Work required = Copy exactly the run of lines that begins at the line with "Tag the laptop with" and ends at the final line of the entries.
○ ○ ○ ○ ○ ○ ○
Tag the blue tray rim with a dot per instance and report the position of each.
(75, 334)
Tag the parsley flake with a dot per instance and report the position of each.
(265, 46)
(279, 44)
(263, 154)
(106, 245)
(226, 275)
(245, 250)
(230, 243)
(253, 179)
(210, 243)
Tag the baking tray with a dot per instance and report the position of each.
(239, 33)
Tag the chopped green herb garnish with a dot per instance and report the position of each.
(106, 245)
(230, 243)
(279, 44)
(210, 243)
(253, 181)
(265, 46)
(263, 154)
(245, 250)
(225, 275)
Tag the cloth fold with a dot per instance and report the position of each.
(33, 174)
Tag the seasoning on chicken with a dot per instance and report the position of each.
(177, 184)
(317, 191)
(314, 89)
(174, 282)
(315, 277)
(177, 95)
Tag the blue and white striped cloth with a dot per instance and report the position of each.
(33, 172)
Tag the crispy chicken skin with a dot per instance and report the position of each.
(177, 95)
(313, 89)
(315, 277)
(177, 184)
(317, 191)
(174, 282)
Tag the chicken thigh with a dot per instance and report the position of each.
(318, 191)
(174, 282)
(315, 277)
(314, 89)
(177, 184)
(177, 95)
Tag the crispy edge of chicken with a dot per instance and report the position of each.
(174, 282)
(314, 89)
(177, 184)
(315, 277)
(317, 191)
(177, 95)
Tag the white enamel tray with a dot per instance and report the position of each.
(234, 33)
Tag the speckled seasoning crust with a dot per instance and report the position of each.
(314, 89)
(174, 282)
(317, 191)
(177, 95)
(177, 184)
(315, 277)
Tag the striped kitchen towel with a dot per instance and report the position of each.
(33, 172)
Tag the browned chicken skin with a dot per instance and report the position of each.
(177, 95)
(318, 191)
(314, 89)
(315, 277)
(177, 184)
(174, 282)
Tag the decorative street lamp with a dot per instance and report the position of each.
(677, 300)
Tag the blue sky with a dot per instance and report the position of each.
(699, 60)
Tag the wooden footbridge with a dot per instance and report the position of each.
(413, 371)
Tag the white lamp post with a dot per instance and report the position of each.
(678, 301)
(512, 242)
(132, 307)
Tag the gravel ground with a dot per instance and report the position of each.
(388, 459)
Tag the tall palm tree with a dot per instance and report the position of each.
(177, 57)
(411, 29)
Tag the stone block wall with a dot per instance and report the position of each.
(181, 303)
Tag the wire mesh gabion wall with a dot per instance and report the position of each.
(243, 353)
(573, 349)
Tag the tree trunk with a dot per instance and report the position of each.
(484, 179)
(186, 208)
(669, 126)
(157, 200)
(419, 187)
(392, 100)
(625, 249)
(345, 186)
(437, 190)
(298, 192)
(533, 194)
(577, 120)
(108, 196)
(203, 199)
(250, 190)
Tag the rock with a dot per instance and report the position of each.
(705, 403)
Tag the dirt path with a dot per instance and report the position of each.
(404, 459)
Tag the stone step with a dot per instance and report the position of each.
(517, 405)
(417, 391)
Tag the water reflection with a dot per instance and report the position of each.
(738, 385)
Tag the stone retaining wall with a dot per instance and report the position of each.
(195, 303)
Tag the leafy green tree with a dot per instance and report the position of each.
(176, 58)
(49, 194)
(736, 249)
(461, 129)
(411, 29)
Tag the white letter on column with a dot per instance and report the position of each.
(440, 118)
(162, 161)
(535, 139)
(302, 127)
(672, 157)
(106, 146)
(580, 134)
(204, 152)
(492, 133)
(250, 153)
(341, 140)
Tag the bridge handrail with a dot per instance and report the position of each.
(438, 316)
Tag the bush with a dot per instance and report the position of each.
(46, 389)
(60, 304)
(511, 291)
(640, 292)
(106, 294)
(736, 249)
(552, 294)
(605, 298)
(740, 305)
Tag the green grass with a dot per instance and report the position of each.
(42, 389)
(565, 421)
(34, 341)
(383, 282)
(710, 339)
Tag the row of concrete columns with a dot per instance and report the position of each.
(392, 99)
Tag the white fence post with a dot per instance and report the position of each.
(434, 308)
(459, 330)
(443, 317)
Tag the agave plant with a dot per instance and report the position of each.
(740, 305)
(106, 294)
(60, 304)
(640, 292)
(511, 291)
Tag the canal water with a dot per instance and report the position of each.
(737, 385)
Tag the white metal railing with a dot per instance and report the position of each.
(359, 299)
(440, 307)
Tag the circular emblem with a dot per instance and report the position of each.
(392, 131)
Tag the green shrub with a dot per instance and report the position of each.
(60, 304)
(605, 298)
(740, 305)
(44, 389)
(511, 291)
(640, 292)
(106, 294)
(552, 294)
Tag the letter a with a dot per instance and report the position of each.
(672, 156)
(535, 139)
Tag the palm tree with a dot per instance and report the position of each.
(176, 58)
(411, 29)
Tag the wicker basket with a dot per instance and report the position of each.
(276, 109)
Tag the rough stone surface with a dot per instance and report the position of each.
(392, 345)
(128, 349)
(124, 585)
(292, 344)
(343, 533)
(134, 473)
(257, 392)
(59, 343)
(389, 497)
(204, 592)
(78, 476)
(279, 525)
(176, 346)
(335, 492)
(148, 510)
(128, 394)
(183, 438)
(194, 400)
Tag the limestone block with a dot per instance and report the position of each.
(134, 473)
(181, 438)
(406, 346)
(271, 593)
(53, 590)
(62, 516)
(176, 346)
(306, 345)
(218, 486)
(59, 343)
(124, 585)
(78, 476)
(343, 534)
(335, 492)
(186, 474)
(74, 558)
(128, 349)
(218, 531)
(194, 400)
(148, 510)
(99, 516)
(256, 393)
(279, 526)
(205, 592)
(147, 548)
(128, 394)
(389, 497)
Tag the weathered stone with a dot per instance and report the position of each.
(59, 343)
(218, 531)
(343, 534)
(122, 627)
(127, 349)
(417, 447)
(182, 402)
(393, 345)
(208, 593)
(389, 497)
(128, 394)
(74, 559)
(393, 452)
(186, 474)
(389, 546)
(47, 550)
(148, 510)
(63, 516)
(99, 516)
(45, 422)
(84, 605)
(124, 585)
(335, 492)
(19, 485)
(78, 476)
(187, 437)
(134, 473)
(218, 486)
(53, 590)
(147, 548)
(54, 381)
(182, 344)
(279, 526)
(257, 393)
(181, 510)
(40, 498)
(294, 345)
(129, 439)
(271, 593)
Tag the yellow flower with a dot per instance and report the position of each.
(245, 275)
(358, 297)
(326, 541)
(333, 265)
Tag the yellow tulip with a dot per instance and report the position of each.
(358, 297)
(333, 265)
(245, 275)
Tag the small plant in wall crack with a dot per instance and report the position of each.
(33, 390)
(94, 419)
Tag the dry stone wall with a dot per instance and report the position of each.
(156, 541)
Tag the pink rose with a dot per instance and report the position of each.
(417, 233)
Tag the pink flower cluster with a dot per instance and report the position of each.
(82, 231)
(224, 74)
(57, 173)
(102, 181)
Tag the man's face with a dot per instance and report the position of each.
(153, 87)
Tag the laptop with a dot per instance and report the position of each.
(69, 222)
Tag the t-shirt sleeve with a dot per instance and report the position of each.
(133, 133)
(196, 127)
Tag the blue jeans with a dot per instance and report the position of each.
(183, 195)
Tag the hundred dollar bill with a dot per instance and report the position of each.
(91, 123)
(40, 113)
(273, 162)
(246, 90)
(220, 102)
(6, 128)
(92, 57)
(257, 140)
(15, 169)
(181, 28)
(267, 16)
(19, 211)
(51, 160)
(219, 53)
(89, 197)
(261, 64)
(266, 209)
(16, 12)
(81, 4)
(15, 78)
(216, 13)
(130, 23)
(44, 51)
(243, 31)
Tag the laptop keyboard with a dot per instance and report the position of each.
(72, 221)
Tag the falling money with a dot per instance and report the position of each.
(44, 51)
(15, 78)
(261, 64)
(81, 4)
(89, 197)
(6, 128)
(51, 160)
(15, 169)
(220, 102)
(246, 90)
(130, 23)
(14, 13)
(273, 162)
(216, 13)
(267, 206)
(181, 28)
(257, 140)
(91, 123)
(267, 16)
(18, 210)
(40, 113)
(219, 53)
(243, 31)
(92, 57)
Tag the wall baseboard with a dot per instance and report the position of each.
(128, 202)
○ ○ ○ ○ ○ ○ ○
Written reply =
Tag the laptop with a dot per instance and report the position of each.
(69, 222)
Tag the t-shirt sleeve with a dot per instance and report the position of each.
(133, 133)
(196, 127)
Tag the blue jeans with a dot per instance and report the position of each.
(183, 195)
Tag the hundred dollar bill with a dot per instance and report the position of each.
(91, 123)
(40, 113)
(273, 162)
(246, 90)
(220, 102)
(6, 128)
(92, 57)
(257, 140)
(15, 169)
(181, 28)
(267, 16)
(19, 211)
(51, 160)
(219, 53)
(89, 197)
(261, 64)
(266, 209)
(16, 12)
(81, 4)
(15, 78)
(216, 13)
(130, 23)
(44, 51)
(243, 31)
Tag the laptop keyboard with a dot per instance and report the position of each.
(72, 221)
Tag the falling money with a dot per instance and report the position of each.
(44, 51)
(15, 78)
(261, 64)
(81, 4)
(89, 197)
(6, 128)
(51, 160)
(15, 169)
(220, 102)
(246, 90)
(130, 23)
(14, 13)
(273, 162)
(216, 13)
(267, 206)
(181, 28)
(257, 140)
(91, 123)
(267, 16)
(18, 210)
(40, 113)
(219, 53)
(243, 31)
(92, 57)
Tag the wall baseboard with a dot per instance and report the position of each.
(128, 202)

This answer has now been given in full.